- BAGIAN TEKS -
Ada tujuh indikator pembelajaran kontekstual sehingga bisa dibedakan dengan model lainnya, yaitu modeling (pemusatan perhatian, motivasi, penyampaian kompetensi-tujuan, pengarahan-petunjuk, rambu-rambu, contoh), questioning (eksplorasi, membimbing, menuntun, mengarahkan, mengembangkan, evaluasi, inkuiri, generalisasi), learning community (seluruh siswa partisipatif dalam belajar kelompok atau individual, minds-on, hands-on, mencoba, mengerjakan), inquiry (identifikasi, investigasi, hipotesis, konjektur, generalisasi, menemukan), constructivism (membangun pemahaman sendiri, mengkonstruksi konsep-aturan, analisis-sintesis), reflection (reviu, rangkuman, tindak lanjut), authentic assessment (penilaian selama proses dan sesudah pembelajaran, penilaian terhadap setiap aktvitas-usaha siswa, penilaian portofolio, penilaian seobjektif-objektifnya dari berbagai aspek dengan berbagai cara).

b)      Realistik (RME, Realistic Mathematics Education)

- PERINTAH LATIHAN -
**a)** Kutiplah dari teks tentang pembelajaran kontekstual bagian yang dimulai dengan "Ada tujuh indikator" dan berlanjut hingga "dengan berbagai cara).".
**b)** Perpanjang teks tentang pembelajaran kontekstual dengan menulis lanjutannya dari bagian terakhir yang tertera.
Butir-butir data tidak diperlukan dalam latihan ini.

- CUPLIKAN DATA -
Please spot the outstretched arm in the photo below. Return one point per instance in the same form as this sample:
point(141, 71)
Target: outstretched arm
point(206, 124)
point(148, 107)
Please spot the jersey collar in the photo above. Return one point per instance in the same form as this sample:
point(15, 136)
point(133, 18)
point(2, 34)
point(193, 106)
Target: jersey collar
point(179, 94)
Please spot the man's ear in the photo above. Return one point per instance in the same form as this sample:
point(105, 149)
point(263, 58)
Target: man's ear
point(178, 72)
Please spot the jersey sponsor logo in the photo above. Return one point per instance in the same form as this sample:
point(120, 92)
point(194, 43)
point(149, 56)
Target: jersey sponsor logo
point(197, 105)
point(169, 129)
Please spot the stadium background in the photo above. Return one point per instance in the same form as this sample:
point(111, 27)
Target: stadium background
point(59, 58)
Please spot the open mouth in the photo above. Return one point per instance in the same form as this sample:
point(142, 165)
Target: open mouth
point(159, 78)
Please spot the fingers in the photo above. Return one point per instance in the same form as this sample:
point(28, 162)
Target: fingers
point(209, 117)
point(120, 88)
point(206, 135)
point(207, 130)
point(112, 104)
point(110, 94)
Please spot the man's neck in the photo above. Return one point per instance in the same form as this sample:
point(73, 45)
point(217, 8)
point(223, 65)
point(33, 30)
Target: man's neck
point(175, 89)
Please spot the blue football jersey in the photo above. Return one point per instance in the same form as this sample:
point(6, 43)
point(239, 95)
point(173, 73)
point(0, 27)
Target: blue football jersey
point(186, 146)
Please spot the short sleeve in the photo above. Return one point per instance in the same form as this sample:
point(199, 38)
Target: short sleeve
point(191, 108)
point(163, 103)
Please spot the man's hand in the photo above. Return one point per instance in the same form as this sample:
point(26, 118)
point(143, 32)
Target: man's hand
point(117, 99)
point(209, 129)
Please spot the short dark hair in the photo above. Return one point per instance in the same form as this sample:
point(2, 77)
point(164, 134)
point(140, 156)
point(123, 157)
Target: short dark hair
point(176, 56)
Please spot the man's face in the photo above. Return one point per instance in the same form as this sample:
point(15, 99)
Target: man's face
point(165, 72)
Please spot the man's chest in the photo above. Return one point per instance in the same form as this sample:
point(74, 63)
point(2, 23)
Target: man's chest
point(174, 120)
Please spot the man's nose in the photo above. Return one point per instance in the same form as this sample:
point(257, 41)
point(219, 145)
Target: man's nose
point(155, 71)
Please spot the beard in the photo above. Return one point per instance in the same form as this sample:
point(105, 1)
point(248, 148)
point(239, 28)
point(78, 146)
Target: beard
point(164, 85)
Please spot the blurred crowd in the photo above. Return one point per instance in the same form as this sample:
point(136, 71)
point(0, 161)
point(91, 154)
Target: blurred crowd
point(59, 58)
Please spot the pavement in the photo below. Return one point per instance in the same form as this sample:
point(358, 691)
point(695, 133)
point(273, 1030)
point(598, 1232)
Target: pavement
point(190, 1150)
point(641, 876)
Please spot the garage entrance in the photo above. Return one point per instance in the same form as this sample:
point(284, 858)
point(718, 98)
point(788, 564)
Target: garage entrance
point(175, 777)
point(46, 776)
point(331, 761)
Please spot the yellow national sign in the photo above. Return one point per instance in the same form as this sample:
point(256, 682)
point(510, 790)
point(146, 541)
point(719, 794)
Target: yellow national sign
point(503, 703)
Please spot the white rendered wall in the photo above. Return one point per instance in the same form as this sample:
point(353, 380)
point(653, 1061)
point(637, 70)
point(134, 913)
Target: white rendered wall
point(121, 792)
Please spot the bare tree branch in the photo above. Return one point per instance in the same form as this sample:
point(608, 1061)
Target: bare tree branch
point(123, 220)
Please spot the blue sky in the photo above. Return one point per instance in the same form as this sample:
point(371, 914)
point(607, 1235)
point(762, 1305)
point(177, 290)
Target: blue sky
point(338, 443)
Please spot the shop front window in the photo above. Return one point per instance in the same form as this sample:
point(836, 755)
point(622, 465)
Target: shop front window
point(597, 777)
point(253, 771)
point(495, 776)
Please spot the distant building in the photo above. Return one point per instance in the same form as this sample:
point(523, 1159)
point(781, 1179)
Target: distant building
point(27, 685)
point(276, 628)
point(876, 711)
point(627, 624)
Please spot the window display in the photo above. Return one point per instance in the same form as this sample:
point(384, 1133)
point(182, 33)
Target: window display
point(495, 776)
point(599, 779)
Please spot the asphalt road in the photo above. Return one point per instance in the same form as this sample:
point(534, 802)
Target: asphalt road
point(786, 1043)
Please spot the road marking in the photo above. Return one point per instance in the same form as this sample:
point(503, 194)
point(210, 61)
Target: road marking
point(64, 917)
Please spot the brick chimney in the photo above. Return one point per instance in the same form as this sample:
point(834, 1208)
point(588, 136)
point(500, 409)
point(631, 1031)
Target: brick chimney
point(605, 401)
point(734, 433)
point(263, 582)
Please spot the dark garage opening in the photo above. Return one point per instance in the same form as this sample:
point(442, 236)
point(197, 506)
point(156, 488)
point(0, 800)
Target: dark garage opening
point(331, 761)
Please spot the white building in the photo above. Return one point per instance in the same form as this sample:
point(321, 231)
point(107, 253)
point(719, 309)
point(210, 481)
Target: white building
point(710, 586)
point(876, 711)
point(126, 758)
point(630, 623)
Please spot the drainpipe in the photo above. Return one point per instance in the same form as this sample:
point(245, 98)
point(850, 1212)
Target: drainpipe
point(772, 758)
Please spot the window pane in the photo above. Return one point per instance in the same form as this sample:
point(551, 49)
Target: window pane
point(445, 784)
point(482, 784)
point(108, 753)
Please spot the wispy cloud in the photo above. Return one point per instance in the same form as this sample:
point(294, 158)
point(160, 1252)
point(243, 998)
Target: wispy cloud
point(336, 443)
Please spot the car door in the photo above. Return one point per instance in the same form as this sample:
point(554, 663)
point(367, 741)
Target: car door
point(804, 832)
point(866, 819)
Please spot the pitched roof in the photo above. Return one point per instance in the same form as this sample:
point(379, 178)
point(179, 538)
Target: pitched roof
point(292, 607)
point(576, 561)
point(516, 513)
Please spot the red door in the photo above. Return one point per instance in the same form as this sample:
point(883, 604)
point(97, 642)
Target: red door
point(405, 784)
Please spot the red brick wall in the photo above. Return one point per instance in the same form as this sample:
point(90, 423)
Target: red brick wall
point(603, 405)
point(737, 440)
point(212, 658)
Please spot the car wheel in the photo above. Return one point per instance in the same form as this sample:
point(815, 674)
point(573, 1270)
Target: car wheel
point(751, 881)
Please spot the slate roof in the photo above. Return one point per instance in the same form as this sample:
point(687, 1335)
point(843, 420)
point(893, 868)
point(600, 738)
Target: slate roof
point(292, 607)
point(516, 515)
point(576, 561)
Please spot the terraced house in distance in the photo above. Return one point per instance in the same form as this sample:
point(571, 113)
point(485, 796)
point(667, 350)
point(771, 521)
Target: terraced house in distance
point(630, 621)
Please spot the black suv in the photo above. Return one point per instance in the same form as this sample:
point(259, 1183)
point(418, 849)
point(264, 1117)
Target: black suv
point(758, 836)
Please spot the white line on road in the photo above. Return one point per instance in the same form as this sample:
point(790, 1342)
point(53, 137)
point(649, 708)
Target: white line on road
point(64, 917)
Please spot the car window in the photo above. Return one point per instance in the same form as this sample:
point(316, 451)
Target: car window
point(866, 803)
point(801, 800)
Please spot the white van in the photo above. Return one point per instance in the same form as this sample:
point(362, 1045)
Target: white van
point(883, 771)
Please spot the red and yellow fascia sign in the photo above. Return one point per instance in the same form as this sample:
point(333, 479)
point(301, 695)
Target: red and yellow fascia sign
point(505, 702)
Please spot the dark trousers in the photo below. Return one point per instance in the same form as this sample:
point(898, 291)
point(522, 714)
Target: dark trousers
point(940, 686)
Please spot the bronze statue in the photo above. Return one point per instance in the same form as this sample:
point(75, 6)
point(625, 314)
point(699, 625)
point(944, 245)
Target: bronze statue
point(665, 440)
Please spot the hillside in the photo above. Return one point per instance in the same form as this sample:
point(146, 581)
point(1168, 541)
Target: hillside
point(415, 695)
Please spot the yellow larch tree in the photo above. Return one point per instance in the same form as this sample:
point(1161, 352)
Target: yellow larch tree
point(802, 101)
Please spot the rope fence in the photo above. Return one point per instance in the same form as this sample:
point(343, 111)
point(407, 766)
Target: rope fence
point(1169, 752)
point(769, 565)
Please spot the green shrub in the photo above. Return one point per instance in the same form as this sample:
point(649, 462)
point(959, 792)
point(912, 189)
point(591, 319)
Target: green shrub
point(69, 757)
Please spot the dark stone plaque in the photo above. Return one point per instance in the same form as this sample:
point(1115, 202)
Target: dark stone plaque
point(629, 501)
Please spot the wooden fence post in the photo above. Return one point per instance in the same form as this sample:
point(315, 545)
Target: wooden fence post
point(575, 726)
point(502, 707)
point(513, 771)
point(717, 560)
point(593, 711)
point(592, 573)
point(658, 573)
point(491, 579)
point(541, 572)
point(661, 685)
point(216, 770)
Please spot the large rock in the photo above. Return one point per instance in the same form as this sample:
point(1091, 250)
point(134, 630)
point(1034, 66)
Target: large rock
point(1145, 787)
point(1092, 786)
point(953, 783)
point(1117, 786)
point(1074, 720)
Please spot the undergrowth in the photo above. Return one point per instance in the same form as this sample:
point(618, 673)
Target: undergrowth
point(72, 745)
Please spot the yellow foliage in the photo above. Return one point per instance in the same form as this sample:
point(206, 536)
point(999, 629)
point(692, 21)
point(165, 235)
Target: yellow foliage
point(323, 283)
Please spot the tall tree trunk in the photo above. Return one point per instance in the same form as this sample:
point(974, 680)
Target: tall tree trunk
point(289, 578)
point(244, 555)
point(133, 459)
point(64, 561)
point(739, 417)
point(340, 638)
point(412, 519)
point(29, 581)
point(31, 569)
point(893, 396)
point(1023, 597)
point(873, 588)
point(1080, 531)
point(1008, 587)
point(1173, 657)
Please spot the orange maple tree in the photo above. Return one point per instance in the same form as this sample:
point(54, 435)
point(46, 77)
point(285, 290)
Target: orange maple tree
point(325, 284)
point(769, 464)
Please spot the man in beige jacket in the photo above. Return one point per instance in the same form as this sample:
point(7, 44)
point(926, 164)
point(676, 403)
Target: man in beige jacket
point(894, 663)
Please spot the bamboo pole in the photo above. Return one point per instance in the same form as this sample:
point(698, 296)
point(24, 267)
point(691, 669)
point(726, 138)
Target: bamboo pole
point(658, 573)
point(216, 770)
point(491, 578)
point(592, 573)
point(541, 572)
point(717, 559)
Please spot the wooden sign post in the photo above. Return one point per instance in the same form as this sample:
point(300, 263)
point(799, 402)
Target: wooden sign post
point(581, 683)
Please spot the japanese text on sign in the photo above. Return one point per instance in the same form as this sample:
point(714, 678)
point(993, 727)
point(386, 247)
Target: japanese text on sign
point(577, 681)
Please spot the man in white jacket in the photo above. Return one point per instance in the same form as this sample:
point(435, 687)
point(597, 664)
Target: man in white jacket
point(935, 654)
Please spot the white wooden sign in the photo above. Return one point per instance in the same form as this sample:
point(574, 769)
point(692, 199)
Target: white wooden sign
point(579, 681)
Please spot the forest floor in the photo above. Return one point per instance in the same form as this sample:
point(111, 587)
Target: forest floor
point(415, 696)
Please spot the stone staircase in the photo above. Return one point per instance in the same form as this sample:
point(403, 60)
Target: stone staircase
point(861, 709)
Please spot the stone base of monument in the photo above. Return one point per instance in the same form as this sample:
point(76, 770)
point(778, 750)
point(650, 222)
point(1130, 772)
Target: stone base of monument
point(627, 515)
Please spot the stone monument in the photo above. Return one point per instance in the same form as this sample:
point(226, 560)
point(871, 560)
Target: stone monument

- JAWABAN TERTULIS -
**a)**
Ada tujuh indikator pembelajaran kontekstual sehingga bisa dibedakan dengan model lainnya, yaitu modeling (pemusatan perhatian, motivasi, penyampaian kompetensi-tujuan, pengarahan-petunjuk, rambu-rambu, contoh), questioning (eksplorasi, membimbing, menuntun, mengarahkan, mengembangkan, evaluasi, inkuiri, generalisasi), learning community (seluruh siswa partisipatif dalam belajar kelompok atau individual, minds-on, hands-on, mencoba, mengerjakan), inquiry (identifikasi, investigasi, hipotesis, konjektur, generalisasi, menemukan), constructivism (membangun pemahaman sendiri, mengkonstruksi konsep-aturan, analisis-sintesis), reflection (reviu, rangkuman, tindak lanjut), authentic assessment (penilaian selama proses dan sesudah pembelajaran, penilaian terhadap setiap aktvitas-usaha siswa, penilaian portofolio, penilaian seobjektif-objektifnya dari berbagai aspek dengan berbagai cara).

**b)**
Realistic Mathematics Education (RME) dikembangkan oleh Freud di Belanda dengan pola guided reinvention dalam mengkontruksi konsep-aturan melalui process of mathematization, yaitu matematika horizontal (tools, fakta, konsep, prinsip, algoritma, aturan untuk digunakan dalam menyelesaikan persoalan, proses dunia empirik) dan vertikal (reoorganisasi matematik melalui proses dalam dunia rasio, pengembangan matematika). Prinsip RME adalah aktivitas (doing) konstruksivis, realitas (kebermaknaan proses-aplikasi), pemahaman (menemukan-informal daam konteks melalui refleksi, informal ke formal), inter-twinment (keterkaitan-intekoneksi antar konsep), interaksi (pembelajaran sebagai aktivitas sosial, sharing), dan bimbingan (dari guru dalam penemuan).

c)      Pembelajaran Langsung (DL, Direct Learning)
Pengetahuan yang bersifat informasi dan prosedural yang menjurus pada keterampilan dasar akan lebih efektif jika disampaikan dengan cara pembelajaran langsung. Sintaknya adalah menyiapkan siswa, sajian informasi dan prosedur, latihan terbimbing, refleksi, latihan mandiri, dan evaluasi. Cara ini sering disebut dengan metode ceramah atau ekspositori (ceramah bervariasi).

d)      Pembelajaran Berbasis masalah (PBL, Problem Based Learning)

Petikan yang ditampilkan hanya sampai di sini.